[INSTRUCTIONS TO FOLLOW]: Nothing but the records, repeated word for word and free of pictures, belongs in the answer.
>>>>>
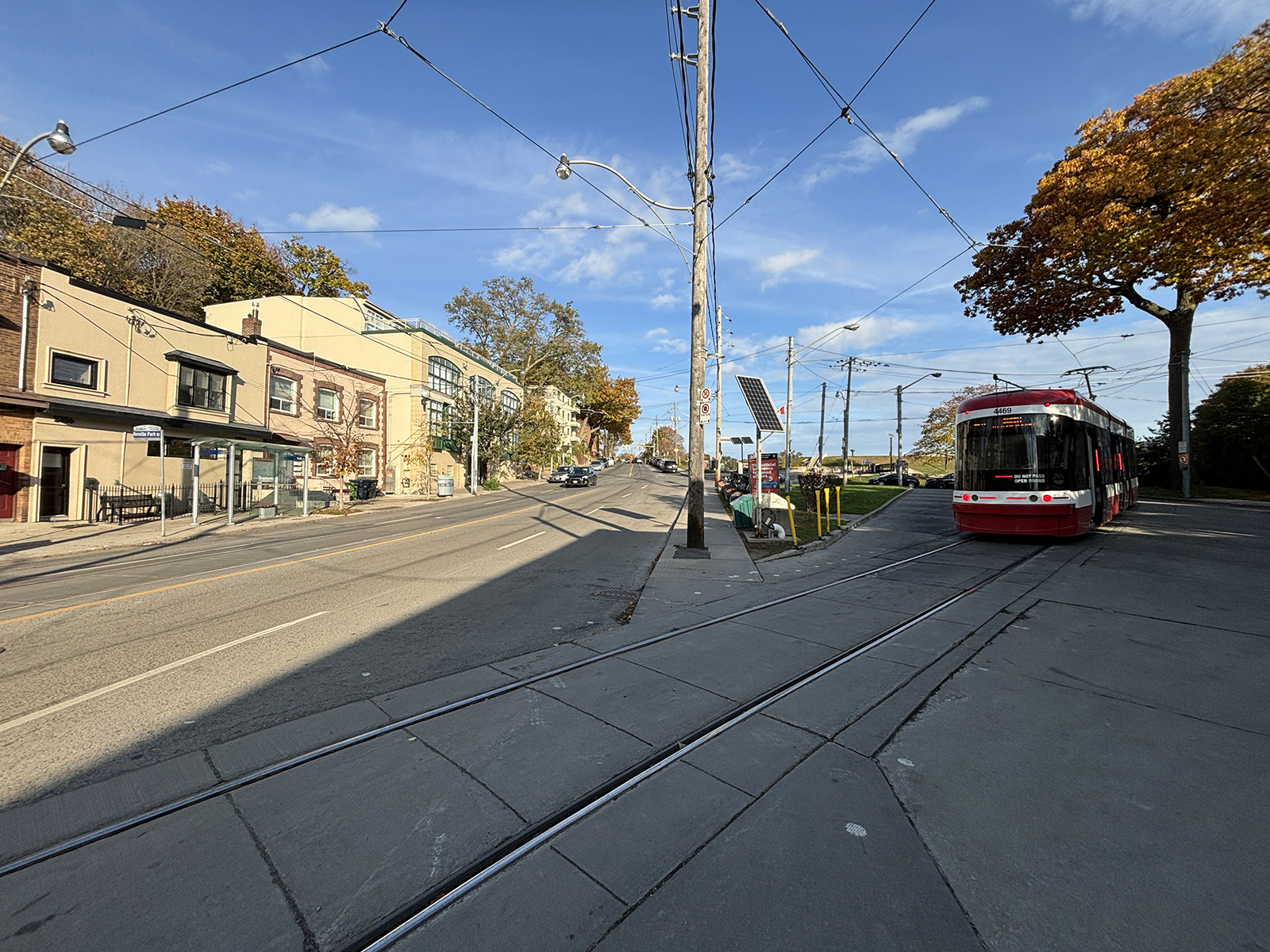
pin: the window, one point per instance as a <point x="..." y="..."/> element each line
<point x="283" y="393"/>
<point x="200" y="387"/>
<point x="328" y="405"/>
<point x="444" y="376"/>
<point x="438" y="418"/>
<point x="74" y="371"/>
<point x="324" y="463"/>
<<<<<
[EXERCISE ANSWER]:
pin: the window, one point per instance as a <point x="..." y="..."/> element each line
<point x="283" y="393"/>
<point x="200" y="387"/>
<point x="328" y="405"/>
<point x="444" y="376"/>
<point x="438" y="418"/>
<point x="74" y="371"/>
<point x="324" y="463"/>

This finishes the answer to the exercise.